-- Exercise tasks --
a - According to the text on the Drosophila gene, in what year was the 93D puff discovered?
b - Duplicate the text on the Drosophila gene from "The multiple transcripts" up to and including "a given time.".
c - List every transcript size that the text on the Drosophila gene gives for the gene's transcripts.

++++ Passage to read ++++

Gene found in Drosophila

The developmentally active and heat shock inducible hsromega or hsrω gene in Drosophila produces multiple long non-coding RNA transcripts. This gene is transcriptionally active in almost all cell types of Drosophila and is the most actively induced following heat shock. A unique feature of the hsromega gene, which led to discovery of the 93D puff in 1970, is its singular inducibility with benzamide and a variety of other amides.

The multiple transcripts of this gene include a nuclear >10kb long nuclear transcript, hsromega-n, and a 1.9kb nuclear transcript which after splicing produces a 1.2kb cytoplasmic transcript. The >10kb nuclear hsromega-n transcript organizes the nucleoplasmic omega speckles with which heterogeneous nuclear RNA-binding proteins (hnRNPs) and certain other proteins co-localize. The omega speckles are suggested to act as storage sites for hnRNPs etc. which are not actively engaged at a given time.

The genomic architecture of this gene and hnRNP-binding properties of its large nuclear transcript are conserved in different species although the primary base sequence has diverged rapidly. Heat shock causes the omega speckles to disappear and all the omega speckle associated proteins and the hsrω-n transcript to accumulate at the 93D locus. The hsrω-n transcript directly or indirectly affects the localization/stability/activity of a variety of proteins including hnRNPs, Sxl, Hsp83, cAMP response element binding binding protein (CBP), Drosophila inhibitor of apoptosis protein 1 (DIAP1), JNK-signalling members, proteasome constituents, lamin C, ISWI, HP1 and poly(ADP)-ribose polymerase. In view of the interactions of this large nuclear non-coding RNA with diverse regulatory proteins, it appears to act as a hub that integrates multiple regulatory networks in the cell.

++++ Study material ++++

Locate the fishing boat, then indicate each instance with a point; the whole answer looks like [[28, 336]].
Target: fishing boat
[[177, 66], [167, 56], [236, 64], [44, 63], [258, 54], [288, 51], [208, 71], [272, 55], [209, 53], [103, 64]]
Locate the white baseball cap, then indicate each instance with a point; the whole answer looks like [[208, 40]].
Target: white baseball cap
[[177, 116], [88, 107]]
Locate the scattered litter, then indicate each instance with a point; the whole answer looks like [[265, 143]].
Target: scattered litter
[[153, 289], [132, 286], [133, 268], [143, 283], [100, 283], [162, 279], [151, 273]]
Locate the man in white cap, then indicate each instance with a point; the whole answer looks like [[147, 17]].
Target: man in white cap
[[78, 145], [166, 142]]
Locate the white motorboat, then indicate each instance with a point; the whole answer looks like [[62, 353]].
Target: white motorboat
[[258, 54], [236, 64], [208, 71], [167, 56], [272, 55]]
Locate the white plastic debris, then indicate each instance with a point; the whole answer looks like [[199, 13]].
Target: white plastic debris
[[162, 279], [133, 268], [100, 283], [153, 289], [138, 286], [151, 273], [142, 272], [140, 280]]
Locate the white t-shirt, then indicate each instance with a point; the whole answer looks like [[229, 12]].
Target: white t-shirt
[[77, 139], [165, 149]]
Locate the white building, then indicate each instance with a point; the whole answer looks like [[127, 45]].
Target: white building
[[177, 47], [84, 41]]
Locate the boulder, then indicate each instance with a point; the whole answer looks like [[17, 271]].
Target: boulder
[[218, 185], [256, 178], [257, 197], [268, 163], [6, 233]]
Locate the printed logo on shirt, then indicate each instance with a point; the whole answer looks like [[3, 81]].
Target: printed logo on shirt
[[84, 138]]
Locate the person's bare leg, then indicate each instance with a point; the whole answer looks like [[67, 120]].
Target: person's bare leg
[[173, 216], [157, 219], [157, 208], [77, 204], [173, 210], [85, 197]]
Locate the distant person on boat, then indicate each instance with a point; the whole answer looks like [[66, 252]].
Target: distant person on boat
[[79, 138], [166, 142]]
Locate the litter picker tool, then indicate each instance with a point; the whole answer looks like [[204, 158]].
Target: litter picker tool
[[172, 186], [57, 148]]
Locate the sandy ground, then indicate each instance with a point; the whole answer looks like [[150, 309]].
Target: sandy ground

++++

-- Responses --
a - 1970

b -
The multiple transcripts of this gene include a nuclear >10kb long nuclear transcript, hsromega-n, and a 1.9kb nuclear transcript which after splicing produces a 1.2kb cytoplasmic transcript. The >10kb nuclear hsromega-n transcript organizes the nucleoplasmic omega speckles with which heterogeneous nuclear RNA-binding proteins (hnRNPs) and certain other proteins co-localize. The omega speckles are suggested to act as storage sites for hnRNPs etc. which are not actively engaged at a given time.

c - >10kb, 1.9kb, 1.2kb